───── Kutipan untuk Dibaca ─────
Ada yang bilang menulis itu susah, takut salah
dan takut dituntut. Tetapi, apa yang akan kita dapat dari sebuah tulisan yang
menginspirasi, mencerahkan dan membawa pesan-pesan perdamaian? Silahkan mencoba
untuk dijawab sendiri. Bukankah menulis untuk kebaikan adalah kewajiban kita sebagai insan akademia? Menyampaikan kebenaran, salah satu dari esensi pendidikan.
Begitu gencar dalam setiap diskusi, mulai dari
bawah pohon, gedung seminar hingga hotel berbintang lima. Yang dibicarakan sama : bagaimana caranya menulis? Hanya tempatnya saja yang sedikit berbeda.
Kelas gurem dengan kelas kakap. Tetapi, mulailah dari forum-forum di bawah
pohon, karena imbas yang besar itu selalu dimulai dari level bawah.
Nyambung lagi ke topik utama, kapan mau menulis?
Mungkin benar, kalau kita takut salah dalam
menuliskan sesuatu karena memang dari tingkat SD sampai perguruan tinggi, kita
hanya menganalisis bahasa saja. Karya yang dihasilkan dari sebuah tulisan
memang tak begitu dihargai, kecuali oleh beberapa guru dan dosen yang memang
mengerti betapa menulis lebih banyak membutuhkan pemikiran daripada membuat
makalah. Kalau membuat makalah tinggal kopi
paste, tetapi kalau membuat sendiri harus memeras otak untuk mendapatkan
pemikiran yang orisinil.
───── Data yang Disediakan ─────
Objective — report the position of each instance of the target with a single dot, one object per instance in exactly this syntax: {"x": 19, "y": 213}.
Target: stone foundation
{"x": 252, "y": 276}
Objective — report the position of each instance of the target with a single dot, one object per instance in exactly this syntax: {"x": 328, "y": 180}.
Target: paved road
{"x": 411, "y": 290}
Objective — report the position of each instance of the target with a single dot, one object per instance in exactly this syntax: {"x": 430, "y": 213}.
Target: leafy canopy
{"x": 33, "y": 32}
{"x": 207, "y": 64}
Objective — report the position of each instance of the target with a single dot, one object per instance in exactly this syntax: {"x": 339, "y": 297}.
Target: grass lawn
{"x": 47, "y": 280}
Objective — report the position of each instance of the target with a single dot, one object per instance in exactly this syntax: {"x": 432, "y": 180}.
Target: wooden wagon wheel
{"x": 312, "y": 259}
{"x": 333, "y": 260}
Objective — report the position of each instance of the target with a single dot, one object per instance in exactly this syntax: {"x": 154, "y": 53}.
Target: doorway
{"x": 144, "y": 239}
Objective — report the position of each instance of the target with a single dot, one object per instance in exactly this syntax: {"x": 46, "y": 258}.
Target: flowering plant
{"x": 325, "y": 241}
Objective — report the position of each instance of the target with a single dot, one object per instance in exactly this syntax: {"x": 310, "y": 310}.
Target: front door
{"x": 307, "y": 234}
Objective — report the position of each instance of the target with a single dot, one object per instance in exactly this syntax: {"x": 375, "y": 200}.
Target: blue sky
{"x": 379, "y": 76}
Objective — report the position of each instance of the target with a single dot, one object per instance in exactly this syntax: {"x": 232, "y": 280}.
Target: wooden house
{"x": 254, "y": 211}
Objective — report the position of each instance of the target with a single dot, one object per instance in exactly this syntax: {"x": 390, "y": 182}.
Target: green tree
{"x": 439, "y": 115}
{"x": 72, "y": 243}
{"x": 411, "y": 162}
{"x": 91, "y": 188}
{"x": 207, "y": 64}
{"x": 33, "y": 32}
─────
Tantangan 1> Menurut tulisan tentang menulis, di tempat mana saja diskusi tentang cara menulis berlangsung?
Tantangan 2> Sambung tulisan tentang menulis dengan bagian berikutnya, dimulai setelah kalimat terakhirnya.
Data ini berasal dari sumber lain, bukan dari tulisan tentang menulis.

Jawaban Latihan 1> Di bawah pohon, di gedung seminar, hingga di hotel berbintang lima.

Jawaban Latihan 2>
Banyak yang mengatakan bahwa, nanti kalau
tulisanku kontroversial bagaimana? Jangan takut kawan, bukankah tulisan
sehari-hari tentang pengecaman terhadap kinerja pemerintah itu lebih tajam
daripada tulisan kita? Jadi mengapa kita mesti takut? Mengapa kau menunda
kebaikan, sedangkan kau menginginkan diri menjadi orang yang baik? Kenapa tidak
dimulai dari diri sendiri? Kenapa harus menyerahkan kebaikan pada orang lain?
Apakah engkau rela jika kebaikan dan hikmah itu
dimiliki orang lain? Apakah engkau rela ilmu yang bermanfaat itu orang lain
yang memiliki? Sedangkan engkau hanya tertegun melihat orang lain menyampaikan
ilmunya? Kenapa engkau diam saja? Kenapa tak engkau pegang pena itu? Kenapa
engkau takut untuk emnggoreskan kisahmu di atas lembaran suci kertas itu?
Kenapa? Apakah karena engkau tidak lagi peduli lagi pada sekolahmu? Pada
gurumu? Pada tetanggamu? Pada keluargamu? Pada bangsamu? Pada agamamu?
Tak inginkah engkau menyiram mawar yang tumbuh
di dalam dadamu? Dan ketika telah berbunga, engkau membagikannya pada orang
lain? Ah, betapa nikmatnya hidup saling berbagi. Kenapa engkau masih bengong?
Kenapa engkau mencari inspirasi, sedangkan engkau ingin menuliskan kebaikan?*
Kenapa kau merasa berat meluangkan waktu untuk menulis, padahal masih banyak
penulis yang merelakan sedikit waktu di antara padatnya jadwal mereka?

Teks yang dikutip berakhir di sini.